_Task requirements_
a - Reproduce the passage of the essay on ideas and priorities that lies between "I will happily" and "of their own.", inclusive.
b - According to the essay on ideas and priorities, what is the Ellis-fallacy?
c - Continue the essay on ideas and priorities from its last sentence.

_Given text_

===============

Yale Professor Timothy Snyder served up a delicious paradoxical argument when he said (paraphrasing): "Say you think that ideas don't have consequences. Well that sentiment is itself an idea and it has consequences." Right, the idea that ideas are inconsequential is just fundamentally false.
Importance is a different idea though to consequences. The Ellis-fallacy is important because of priorities. It is the fallacy by which we arrive at screwed up priorities.
Disney animated movies might be important to you because they are full of ideas, consequential ideas. Those abundant ideas may serve as landmarks you use to navigate the schema you have constructed of your own identity.
I will happily concede to anyone, that Disney animated movies, or fucking Eminem albums, or International Cricket, or holy books are important to you.
That importance though, may screw up your priorities. Take something that is unambiguously important to people - their own children, their importance to you, may screw up your priorities if say, you have the authority to launch a nuclear strike, and someone takes your kids hostage so you fucking nuke Ukraine and fuck the lives of billions of people who have important children of their own.
This is the important/not-important distinction. When I was a teenager, I was a huge fan of Batman, by early adulthood and two Christopher Nolan movies, somewhere in there I came to the realisation that Batman was a poor role-model. People talk about Batman being a fascist, or just an arsehole vigilante. For me it was as simple as recognizing that Bruce Wayne has incredibly poor mental health. That is the whole premise of the Batman character, someone who cannot deal with grief. He is miserable.

===============

_Dataset excerpts_
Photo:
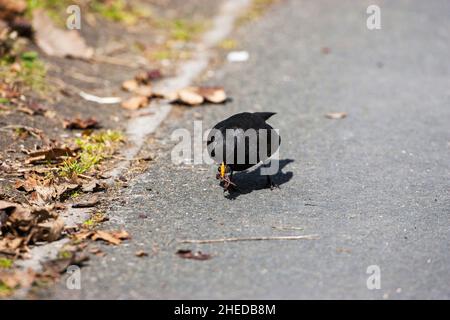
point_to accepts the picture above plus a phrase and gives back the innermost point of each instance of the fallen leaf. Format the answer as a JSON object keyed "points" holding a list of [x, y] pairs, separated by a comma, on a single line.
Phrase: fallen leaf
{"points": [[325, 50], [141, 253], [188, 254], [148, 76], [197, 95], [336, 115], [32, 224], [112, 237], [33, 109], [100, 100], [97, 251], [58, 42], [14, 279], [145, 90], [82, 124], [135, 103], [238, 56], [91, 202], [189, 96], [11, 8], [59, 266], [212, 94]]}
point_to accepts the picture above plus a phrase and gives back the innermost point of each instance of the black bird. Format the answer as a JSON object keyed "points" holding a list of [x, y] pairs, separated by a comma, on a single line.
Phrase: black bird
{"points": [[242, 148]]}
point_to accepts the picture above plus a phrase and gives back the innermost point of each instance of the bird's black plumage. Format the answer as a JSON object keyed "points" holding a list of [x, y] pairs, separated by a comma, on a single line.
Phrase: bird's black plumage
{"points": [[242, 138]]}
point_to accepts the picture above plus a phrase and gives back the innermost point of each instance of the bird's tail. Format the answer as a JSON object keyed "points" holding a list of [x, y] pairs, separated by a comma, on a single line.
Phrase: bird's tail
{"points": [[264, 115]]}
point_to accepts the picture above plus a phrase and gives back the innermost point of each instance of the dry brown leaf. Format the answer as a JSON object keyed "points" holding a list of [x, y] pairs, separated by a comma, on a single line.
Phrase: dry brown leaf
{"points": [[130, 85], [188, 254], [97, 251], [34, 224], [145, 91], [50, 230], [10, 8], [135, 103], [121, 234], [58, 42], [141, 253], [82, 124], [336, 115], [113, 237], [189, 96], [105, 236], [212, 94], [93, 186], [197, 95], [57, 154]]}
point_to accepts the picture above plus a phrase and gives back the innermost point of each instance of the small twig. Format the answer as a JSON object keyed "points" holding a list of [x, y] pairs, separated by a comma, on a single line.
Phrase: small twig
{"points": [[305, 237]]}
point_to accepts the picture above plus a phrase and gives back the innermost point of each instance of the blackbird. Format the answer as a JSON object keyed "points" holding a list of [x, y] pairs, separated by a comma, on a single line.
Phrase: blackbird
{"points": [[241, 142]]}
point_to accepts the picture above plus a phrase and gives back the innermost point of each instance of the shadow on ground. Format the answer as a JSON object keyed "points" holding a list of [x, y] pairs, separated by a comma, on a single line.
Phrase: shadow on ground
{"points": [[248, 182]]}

===============

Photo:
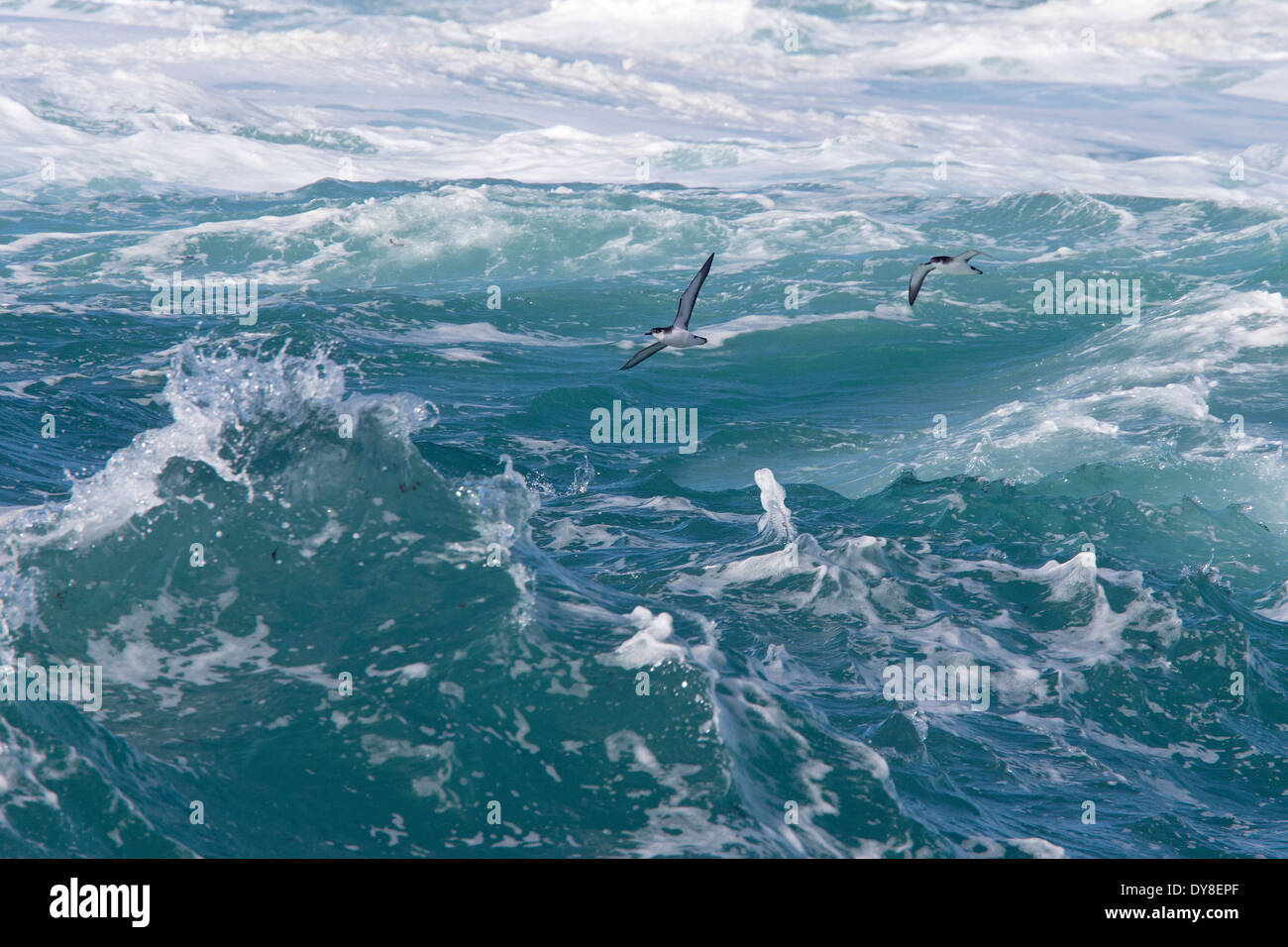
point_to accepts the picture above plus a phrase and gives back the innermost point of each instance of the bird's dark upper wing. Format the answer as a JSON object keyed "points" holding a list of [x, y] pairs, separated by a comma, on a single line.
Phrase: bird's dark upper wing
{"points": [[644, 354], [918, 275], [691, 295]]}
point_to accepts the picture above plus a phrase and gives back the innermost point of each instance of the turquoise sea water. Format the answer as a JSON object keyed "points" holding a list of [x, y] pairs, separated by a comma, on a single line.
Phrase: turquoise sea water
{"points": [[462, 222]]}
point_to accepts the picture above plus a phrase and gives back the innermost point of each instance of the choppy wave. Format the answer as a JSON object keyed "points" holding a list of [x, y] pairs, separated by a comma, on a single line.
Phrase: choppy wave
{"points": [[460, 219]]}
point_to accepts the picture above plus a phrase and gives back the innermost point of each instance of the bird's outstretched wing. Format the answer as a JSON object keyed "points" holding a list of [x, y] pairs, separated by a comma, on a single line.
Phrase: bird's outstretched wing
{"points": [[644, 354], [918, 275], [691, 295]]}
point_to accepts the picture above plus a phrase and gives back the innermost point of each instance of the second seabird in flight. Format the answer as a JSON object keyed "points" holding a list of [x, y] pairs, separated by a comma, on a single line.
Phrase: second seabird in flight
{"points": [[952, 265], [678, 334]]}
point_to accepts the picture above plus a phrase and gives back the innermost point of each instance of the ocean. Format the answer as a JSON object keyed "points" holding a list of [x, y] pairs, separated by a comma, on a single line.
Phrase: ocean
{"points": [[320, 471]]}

===============

_Results for each task_
a -
I will happily concede to anyone, that Disney animated movies, or fucking Eminem albums, or International Cricket, or holy books are important to you.
That importance though, may screw up your priorities. Take something that is unambiguously important to people - their own children, their importance to you, may screw up your priorities if say, you have the authority to launch a nuclear strike, and someone takes your kids hostage so you fucking nuke Ukraine and fuck the lives of billions of people who have important children of their own.

b - It is the fallacy by which we arrive at screwed up priorities.

c -
But for some reason, it is plainly obvious to me, that Batman is just not important. He doesn't need an overhaul, a re-imagining, a mental health check because Batman's actual ability to shape the character of impressionable children into adult Bruce Wayne's is pretty much nothing at all.
Yes, Stephan Colbert pointed out that more US born women had grown up to become actual princesses than Supreme Court Justices and still notably, Presidents. But again, I'm sure a rigorous analysis of history will find no correlation between Disney making fairy-tales salient, and women achieving social upward mobility through marriage.
I've digressed again, my point being, and tying back to Snyder's paradoxical argument; that if you disagree with my thesis that media effects are small-to-the-point-of-negligible, congratulations, you have a data point to support my thesis, because you've read this post, been exposed to my idea of consequence and simply rejected it. Just as people do with most of the ideas they are exposed to via media every day of their lives.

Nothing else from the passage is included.